* _TASK OBJECTIVE_: Could you copy out every one of the records below word for word, leaving the pictures out of your answer?

* _RECORDS SUPPLIED_:
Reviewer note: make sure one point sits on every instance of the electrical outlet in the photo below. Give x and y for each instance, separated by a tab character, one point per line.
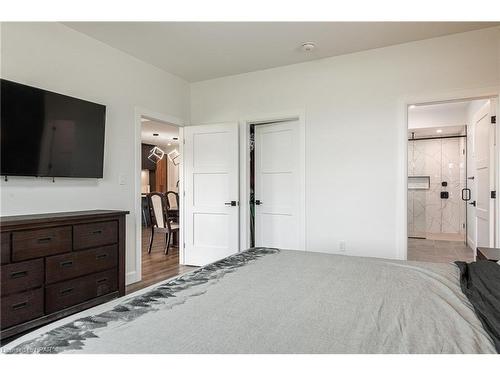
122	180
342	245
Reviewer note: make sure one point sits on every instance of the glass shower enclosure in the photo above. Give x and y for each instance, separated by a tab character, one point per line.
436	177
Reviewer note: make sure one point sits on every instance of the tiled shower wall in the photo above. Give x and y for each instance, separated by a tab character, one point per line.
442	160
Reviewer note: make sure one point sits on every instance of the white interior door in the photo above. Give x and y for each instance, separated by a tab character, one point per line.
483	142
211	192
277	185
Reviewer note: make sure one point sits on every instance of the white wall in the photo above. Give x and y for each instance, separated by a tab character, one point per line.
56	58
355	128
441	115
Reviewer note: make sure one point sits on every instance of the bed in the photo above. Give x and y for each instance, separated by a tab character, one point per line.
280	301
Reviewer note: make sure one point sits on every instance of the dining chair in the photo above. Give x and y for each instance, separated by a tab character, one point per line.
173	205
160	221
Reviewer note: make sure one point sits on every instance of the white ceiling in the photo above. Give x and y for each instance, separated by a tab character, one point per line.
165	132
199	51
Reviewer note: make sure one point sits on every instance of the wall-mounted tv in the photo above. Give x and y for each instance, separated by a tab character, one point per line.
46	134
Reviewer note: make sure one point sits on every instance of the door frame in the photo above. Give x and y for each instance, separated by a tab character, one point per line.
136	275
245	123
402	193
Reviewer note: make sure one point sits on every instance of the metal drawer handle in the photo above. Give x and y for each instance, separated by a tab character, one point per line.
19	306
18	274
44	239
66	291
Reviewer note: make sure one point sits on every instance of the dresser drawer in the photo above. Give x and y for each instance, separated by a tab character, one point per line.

* _COMPLETED EXERCISE_:
Reviewer note: make sure one point sits on every instance of the electrical outlet in the photo below. Give x and y for each instance, separated by a tab character, one point per line.
122	180
342	245
Reviewer note: make sure one point sits on every instance of the glass shower enclosure in the photo above. Give x and y for each instance, separated by a tab character, one point per line.
436	177
Reviewer note: make sure one point sits on every instance of the tiled shower wall in the photo above. Give x and y for each instance, separated by a tab character, one point per line.
442	160
Reviewer note: make sure one point sits on every instance of the white interior door in the photo above. Give x and y for each instance, separated by a tab character, one point per line.
483	142
211	192
277	185
Reviewer note: make sure one point sits on every instance of the white wall in the photo above. Give x and y for each instance, separated by a tab character, one point per line.
56	58
355	128
441	115
Reviewer note: make sure one point sits on every instance of the bed in the photo above. Give x and y for each instance, separated by a tab character, one point per line.
280	301
Reviewer note: make sure one point sits on every instance of the dining chair in the photo above. Give x and y for each instance, separated by a tab character, one point per line.
173	205
160	221
Reviewer note: make sure one point sits on every instance of the white ceiling in the photo above. Give x and y for each instance, separated by a tab character, one point per line.
165	132
199	51
Reviewer note: make sure one point sits on every instance of the wall-mounted tv in the photo above. Give x and y for each instance, separated by a tab character, one point per line.
46	134
Reviewer note: make sure one point sits on every instance of the door frame in the photo above. Give x and y for each instance, separated by a tab character, one point per line.
136	275
245	123
402	193
Reviewer note: make sure one point sits on every instance of the metal drawer handle in the photo above. Give x and y for each instance, separated by a tab character, one point per line.
19	306
18	274
44	239
66	291
Reviewer note: make sure one point sits on every instance of the dresser drawer in the photo above. Give x and y for each instance, separated by a tab character, one point per line.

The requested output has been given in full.